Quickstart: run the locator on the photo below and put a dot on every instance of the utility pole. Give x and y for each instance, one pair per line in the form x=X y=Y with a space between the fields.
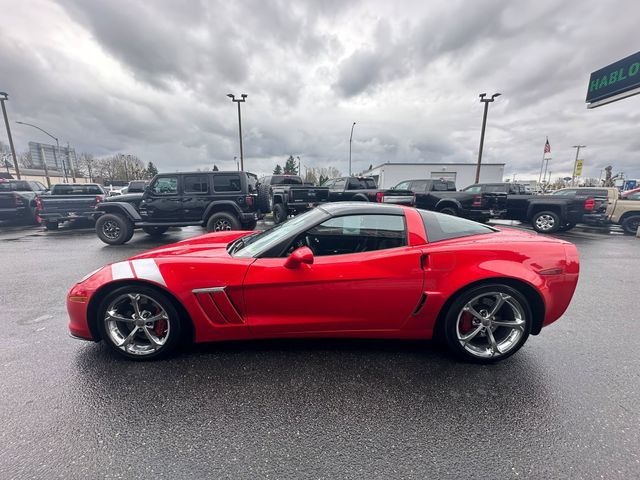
x=5 y=96
x=350 y=141
x=239 y=101
x=486 y=102
x=575 y=163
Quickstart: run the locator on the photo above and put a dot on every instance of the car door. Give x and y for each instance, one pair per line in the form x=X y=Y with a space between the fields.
x=196 y=196
x=364 y=278
x=162 y=202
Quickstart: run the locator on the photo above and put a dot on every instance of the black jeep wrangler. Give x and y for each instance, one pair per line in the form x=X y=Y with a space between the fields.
x=215 y=200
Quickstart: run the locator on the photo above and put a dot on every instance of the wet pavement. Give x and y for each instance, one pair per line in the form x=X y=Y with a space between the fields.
x=565 y=406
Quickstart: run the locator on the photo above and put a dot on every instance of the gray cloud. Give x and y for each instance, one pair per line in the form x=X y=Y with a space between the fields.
x=151 y=77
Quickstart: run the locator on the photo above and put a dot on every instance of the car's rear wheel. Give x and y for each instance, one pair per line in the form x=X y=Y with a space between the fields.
x=154 y=231
x=631 y=224
x=488 y=323
x=279 y=213
x=222 y=221
x=114 y=229
x=545 y=222
x=139 y=322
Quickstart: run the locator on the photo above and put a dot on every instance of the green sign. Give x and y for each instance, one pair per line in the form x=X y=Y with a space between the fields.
x=618 y=78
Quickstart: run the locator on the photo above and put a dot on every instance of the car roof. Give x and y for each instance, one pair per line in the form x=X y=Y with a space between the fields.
x=367 y=208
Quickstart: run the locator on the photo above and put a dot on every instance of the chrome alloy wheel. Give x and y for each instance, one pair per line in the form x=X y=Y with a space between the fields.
x=490 y=325
x=137 y=324
x=545 y=222
x=222 y=225
x=111 y=229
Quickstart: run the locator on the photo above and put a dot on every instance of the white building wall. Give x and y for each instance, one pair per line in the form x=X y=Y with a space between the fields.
x=464 y=174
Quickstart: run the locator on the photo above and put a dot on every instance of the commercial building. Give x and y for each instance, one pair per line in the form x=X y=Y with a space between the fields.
x=464 y=174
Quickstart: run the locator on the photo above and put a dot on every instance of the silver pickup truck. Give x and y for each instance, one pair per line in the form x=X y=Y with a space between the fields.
x=69 y=201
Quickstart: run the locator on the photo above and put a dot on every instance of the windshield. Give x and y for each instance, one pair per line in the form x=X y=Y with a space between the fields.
x=255 y=245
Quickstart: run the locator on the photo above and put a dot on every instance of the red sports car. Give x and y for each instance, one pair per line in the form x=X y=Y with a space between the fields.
x=339 y=270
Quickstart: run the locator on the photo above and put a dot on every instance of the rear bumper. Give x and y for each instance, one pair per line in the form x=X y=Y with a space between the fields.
x=12 y=213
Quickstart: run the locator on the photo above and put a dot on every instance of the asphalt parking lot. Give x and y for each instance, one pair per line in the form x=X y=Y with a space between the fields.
x=566 y=406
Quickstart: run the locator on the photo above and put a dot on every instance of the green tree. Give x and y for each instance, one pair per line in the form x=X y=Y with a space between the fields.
x=290 y=167
x=152 y=170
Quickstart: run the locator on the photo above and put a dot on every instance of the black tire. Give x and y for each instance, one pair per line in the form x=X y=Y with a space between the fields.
x=545 y=222
x=630 y=224
x=449 y=211
x=250 y=225
x=459 y=322
x=264 y=198
x=141 y=347
x=114 y=229
x=279 y=213
x=222 y=221
x=154 y=231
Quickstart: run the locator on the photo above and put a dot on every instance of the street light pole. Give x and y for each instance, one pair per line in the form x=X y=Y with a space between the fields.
x=350 y=141
x=44 y=160
x=239 y=101
x=5 y=96
x=575 y=163
x=486 y=102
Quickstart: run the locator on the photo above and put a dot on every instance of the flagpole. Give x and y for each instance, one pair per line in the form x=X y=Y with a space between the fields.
x=542 y=164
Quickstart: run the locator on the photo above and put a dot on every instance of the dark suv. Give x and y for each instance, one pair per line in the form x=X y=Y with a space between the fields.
x=215 y=200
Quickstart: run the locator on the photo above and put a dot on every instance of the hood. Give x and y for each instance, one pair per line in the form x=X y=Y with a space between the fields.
x=204 y=246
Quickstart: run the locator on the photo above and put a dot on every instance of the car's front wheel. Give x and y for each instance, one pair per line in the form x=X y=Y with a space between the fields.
x=488 y=323
x=114 y=229
x=545 y=222
x=139 y=322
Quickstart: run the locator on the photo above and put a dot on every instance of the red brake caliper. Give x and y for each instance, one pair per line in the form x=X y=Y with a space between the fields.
x=466 y=324
x=160 y=328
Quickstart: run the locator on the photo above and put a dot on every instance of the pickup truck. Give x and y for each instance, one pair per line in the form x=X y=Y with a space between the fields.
x=215 y=200
x=365 y=189
x=288 y=195
x=17 y=199
x=611 y=207
x=69 y=201
x=442 y=196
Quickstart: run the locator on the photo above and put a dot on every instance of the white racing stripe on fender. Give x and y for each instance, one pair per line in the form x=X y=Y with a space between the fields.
x=121 y=270
x=146 y=268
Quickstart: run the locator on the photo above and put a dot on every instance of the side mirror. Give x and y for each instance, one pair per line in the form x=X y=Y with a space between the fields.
x=299 y=256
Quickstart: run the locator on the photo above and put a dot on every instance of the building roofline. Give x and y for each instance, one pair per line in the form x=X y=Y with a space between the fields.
x=427 y=163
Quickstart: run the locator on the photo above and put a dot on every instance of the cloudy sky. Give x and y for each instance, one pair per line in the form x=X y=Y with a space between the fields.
x=151 y=77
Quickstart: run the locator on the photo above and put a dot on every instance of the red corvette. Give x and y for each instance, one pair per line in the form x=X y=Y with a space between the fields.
x=340 y=270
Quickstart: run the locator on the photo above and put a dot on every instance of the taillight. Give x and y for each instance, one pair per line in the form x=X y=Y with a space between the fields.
x=589 y=204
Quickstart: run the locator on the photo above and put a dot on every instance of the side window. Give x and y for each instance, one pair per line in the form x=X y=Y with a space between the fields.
x=226 y=183
x=196 y=184
x=354 y=234
x=165 y=186
x=339 y=184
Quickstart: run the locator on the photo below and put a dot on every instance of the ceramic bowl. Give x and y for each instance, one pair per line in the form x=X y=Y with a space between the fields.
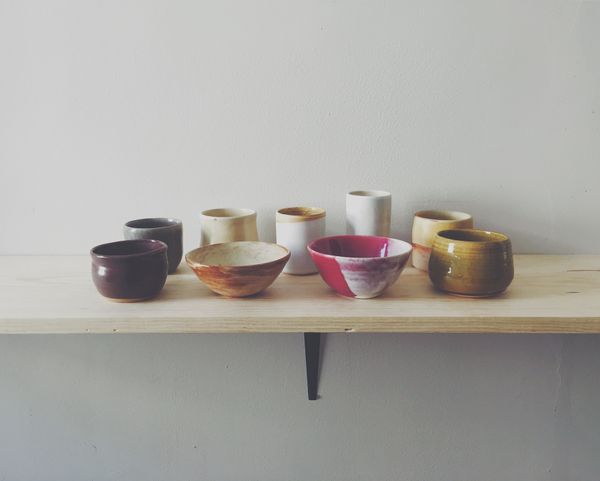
x=130 y=270
x=471 y=262
x=238 y=269
x=359 y=266
x=426 y=224
x=168 y=230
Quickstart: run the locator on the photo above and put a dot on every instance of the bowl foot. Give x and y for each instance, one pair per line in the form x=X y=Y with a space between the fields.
x=125 y=300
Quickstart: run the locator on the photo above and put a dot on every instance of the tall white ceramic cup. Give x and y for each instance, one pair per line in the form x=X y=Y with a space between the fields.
x=296 y=227
x=227 y=225
x=368 y=212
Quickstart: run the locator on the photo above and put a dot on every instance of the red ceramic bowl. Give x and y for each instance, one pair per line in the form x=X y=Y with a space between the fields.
x=360 y=266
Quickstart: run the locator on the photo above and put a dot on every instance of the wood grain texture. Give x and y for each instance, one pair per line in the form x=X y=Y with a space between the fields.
x=550 y=294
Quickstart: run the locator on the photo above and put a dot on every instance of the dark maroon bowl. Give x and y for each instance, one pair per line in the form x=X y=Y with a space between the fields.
x=130 y=270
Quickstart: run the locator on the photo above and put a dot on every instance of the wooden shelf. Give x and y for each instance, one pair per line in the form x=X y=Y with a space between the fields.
x=550 y=294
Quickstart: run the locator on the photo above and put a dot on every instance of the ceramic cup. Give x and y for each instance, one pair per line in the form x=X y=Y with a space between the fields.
x=130 y=270
x=426 y=224
x=168 y=230
x=368 y=212
x=471 y=262
x=296 y=227
x=227 y=225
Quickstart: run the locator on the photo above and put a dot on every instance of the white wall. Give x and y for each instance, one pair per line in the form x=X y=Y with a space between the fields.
x=120 y=109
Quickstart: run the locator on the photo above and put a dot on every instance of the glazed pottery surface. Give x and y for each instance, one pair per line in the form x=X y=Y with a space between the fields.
x=426 y=224
x=228 y=225
x=130 y=270
x=238 y=269
x=359 y=266
x=471 y=262
x=296 y=227
x=368 y=212
x=167 y=230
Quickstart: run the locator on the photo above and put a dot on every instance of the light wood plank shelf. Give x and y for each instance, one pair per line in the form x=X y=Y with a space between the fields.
x=550 y=294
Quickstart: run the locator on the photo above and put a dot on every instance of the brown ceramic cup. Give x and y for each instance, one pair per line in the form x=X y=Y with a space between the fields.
x=130 y=270
x=471 y=262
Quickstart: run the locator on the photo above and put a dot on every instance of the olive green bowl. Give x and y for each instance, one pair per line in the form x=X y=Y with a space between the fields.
x=471 y=262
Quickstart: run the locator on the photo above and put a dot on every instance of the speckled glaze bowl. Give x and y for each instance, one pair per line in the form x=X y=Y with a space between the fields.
x=471 y=262
x=130 y=270
x=359 y=266
x=238 y=269
x=168 y=230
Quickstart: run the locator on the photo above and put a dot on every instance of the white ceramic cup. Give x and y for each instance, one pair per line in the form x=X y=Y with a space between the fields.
x=368 y=212
x=296 y=227
x=227 y=225
x=426 y=224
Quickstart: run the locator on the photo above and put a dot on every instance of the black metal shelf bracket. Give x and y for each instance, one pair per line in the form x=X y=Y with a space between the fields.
x=312 y=347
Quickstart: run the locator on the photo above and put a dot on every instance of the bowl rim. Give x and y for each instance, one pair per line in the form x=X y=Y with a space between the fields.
x=299 y=214
x=311 y=249
x=155 y=247
x=457 y=215
x=170 y=222
x=195 y=264
x=503 y=238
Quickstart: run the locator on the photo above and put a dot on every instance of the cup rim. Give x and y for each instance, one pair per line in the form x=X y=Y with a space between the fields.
x=169 y=223
x=452 y=235
x=152 y=247
x=369 y=193
x=406 y=245
x=234 y=213
x=442 y=215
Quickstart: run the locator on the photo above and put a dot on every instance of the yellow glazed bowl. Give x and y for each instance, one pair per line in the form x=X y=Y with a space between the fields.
x=471 y=262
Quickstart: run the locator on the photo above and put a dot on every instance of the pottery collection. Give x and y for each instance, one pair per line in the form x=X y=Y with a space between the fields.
x=169 y=231
x=368 y=212
x=227 y=225
x=426 y=224
x=295 y=228
x=471 y=262
x=359 y=266
x=362 y=264
x=238 y=269
x=130 y=270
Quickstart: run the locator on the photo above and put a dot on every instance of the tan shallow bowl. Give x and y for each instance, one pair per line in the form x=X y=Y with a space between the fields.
x=238 y=269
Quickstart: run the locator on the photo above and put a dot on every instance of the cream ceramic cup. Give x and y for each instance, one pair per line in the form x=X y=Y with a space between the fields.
x=227 y=225
x=296 y=227
x=426 y=224
x=368 y=212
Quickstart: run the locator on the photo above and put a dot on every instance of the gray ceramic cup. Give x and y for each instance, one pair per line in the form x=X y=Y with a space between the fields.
x=167 y=230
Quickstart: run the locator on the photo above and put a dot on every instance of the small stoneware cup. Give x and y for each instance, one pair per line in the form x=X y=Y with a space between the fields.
x=296 y=227
x=130 y=270
x=426 y=224
x=227 y=225
x=368 y=212
x=168 y=230
x=471 y=262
★ ★ ★
TASK DETAILS — Restate the final lines of the listing above word for word, beginning at the line that contains "the cup rim.".

TASK OUTPUT —
Quickstart: run the locator on the photo above and put a dot on every instance of the cup rim. Give x and y for each instance, one pair per line in the form x=X y=Y with a space between the fields.
x=169 y=223
x=452 y=235
x=152 y=247
x=369 y=193
x=406 y=245
x=234 y=213
x=442 y=215
Quickstart: run the locator on the photo above and put a dot on every instance of the yellow glazed bowl. Give x and y for each instance, one pair per line in the form x=X y=Y with a space between the fields.
x=471 y=262
Quickstart: run the locator on the photo above and put a dot on every instance of the pottery collection. Give x and y for each instance, one pair per line in the form x=X y=Y with a space between the fields.
x=169 y=231
x=368 y=212
x=227 y=225
x=426 y=224
x=295 y=228
x=471 y=262
x=359 y=266
x=362 y=264
x=238 y=269
x=130 y=270
Quickstart: run the locator on the photo above and put a dot on every instance of the tan shallow bowl. Give x and y for each instance, one pair per line in the form x=X y=Y with a space between the fields.
x=238 y=269
Quickstart: run the locator on the photo above and put a dot on every instance of the cream ceramic cup. Give x and y for each instance, one pair per line in the form x=X y=Y with a space between the fields.
x=227 y=225
x=296 y=227
x=426 y=224
x=368 y=212
Quickstart: run the locator on the photo above and put a dot on every instance of the gray ceramic cup. Give x and y for each instance, one pair per line in the form x=X y=Y with a space between the fields.
x=167 y=230
Quickstart: run the locator on the photo above and put a dot on every instance of the small stoneware cup. Give x and y for each instance, one pair per line in the form x=X y=Y with a space between the fields.
x=296 y=227
x=130 y=270
x=426 y=224
x=227 y=225
x=368 y=212
x=168 y=230
x=471 y=262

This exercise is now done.